Data supplied:

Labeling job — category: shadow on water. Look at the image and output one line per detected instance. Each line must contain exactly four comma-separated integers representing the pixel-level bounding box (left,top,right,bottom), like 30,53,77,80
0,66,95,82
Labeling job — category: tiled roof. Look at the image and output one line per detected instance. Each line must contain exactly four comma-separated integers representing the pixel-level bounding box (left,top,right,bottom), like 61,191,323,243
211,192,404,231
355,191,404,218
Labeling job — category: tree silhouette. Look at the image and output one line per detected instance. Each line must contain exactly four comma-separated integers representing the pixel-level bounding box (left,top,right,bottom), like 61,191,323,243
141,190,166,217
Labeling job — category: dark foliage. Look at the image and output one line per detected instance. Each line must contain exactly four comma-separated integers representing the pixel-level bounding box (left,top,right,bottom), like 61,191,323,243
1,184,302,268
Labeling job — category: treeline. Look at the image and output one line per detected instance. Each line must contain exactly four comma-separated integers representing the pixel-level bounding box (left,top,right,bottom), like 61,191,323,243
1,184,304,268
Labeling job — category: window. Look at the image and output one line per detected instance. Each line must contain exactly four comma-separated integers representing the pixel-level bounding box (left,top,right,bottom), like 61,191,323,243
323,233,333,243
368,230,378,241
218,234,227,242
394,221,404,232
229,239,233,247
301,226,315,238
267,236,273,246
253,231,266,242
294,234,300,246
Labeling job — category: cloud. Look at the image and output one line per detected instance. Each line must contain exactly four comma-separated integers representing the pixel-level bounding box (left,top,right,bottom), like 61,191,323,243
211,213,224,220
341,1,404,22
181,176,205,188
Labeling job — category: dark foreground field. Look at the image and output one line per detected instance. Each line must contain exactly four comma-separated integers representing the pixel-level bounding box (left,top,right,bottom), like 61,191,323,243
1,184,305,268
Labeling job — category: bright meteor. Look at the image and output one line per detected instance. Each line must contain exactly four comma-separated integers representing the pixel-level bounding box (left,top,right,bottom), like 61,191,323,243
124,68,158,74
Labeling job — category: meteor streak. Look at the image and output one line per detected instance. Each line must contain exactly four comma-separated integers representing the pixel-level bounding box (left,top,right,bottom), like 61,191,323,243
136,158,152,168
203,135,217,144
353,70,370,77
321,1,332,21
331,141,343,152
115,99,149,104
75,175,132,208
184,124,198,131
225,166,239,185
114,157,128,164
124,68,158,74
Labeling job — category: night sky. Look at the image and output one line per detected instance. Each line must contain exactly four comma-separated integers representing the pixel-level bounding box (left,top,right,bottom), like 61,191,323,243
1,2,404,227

Task brief: Copy every one of the entries above word for word.

Output of the exercise:
Labeling job — category: shadow on water. Look at the image and output one line per detected instance. Each line must contain exactly four comma-separated integers representing the pixel-level bounding box (left,top,right,bottom), like 30,53,77,80
0,66,95,82
Labeling job — category: tiled roof. Look at the image and output one line per detected instance. Each line must contain exactly four comma-separated integers representing the pixel-level bounding box (left,top,right,bottom), like 61,191,323,243
211,192,404,231
355,191,404,218
Labeling job — category: tree silhouette. Look at the image and output one line per detected instance. Each line must contain exactly four comma-separated integers representing the pixel-level bounding box (left,top,right,bottom), like 61,191,323,243
141,190,166,217
Labeling job — category: dark foliage. Look at the image and output one line per detected instance. Each line must contain exactly four comma-separated integers representing the pixel-level bounding box (left,top,right,bottom), like 61,191,323,243
1,184,302,268
Labeling job — category: treeline. Look at the image and output one line per detected instance. Each line must contain exactly four comma-separated integers representing the pixel-level bounding box (left,top,right,bottom), like 61,191,323,243
1,184,304,268
Labeling job — category: window. Look at the image and output one line per detected instance. Each line must contain exactly four comma-separated integers representing the pixel-level bounding box (left,top,right,bottom), like 61,191,323,243
323,233,333,243
368,230,378,241
218,234,227,242
394,221,404,232
229,239,233,247
301,226,315,238
267,236,273,246
253,231,266,242
294,234,300,246
Labeling job — category: cloud. Look at the image and output one line per detected instance. Each line must contain exactly four comma-separated integers representing the pixel-level bounding box (left,top,right,bottom), like 61,191,323,243
211,213,224,220
341,1,404,22
181,176,205,188
Labeling job — category: dark foreground field. Look at the image and output one line per detected instance. Each line must contain exactly four comma-separated integers representing the pixel-level bounding box (left,top,right,bottom), like 61,191,323,243
1,184,305,268
Labeling job — category: bright meteor. Look at the image and output one line per detected instance. Each line must contain exactly four comma-separated integers representing the pixel-level bounding box (left,top,right,bottom), like 61,191,323,243
124,68,158,74
Labeling job — category: meteor streak. Look at the image and output one line per detected instance. Each line must contain exactly four comma-separated integers representing the pixel-level bounding box (left,top,right,bottom), like 61,191,323,243
136,158,152,168
203,135,217,144
353,70,370,77
321,1,332,21
331,141,343,152
115,99,149,104
75,175,132,208
184,124,198,131
225,166,239,185
114,157,128,164
124,68,158,74
Labeling job — category: night sky. Look at the image and output one line per detected instance. Each line must contain exactly four comma-separated integers representing the pixel-level bounding box (left,top,right,bottom), like 61,191,323,243
1,2,404,227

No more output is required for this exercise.